## THE TASK
Only lines with the word "yellow" belong in the answer; copy them from the records below.

## DATA TO EXAMINE

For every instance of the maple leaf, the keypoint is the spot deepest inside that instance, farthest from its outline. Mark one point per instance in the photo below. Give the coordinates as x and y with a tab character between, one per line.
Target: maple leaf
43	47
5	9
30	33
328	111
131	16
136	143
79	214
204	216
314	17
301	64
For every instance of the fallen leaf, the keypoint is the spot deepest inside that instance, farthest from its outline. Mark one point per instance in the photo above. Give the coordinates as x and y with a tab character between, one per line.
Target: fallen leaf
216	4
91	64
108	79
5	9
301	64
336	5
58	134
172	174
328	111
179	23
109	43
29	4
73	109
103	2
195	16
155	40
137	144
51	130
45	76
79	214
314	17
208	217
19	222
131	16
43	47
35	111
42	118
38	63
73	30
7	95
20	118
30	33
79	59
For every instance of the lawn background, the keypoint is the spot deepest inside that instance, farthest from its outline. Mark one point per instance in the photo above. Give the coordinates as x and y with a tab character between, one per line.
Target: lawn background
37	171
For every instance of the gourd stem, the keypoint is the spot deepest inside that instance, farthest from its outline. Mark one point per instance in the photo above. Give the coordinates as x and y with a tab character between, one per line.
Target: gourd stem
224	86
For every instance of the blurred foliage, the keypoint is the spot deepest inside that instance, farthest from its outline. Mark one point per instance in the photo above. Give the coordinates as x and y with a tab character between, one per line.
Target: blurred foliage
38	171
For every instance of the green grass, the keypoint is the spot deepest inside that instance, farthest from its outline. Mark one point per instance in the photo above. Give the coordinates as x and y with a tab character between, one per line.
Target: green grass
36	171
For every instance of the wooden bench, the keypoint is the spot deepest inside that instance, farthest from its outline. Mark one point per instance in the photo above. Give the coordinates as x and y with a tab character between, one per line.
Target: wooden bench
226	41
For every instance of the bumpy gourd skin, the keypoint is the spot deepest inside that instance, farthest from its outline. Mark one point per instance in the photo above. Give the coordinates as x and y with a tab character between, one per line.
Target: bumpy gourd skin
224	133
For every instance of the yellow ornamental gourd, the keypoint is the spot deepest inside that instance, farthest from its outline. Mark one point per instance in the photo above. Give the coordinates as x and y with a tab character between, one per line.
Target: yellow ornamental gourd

## THE COMPLETED TASK
For every instance of the yellow ornamental gourd, the keypoint is the spot deepest inside that instance, farthest from its outline. Mark one point per instance in the photo above. Give the coordinates as x and y with a tab character between, one per line.
Target: yellow ornamental gourd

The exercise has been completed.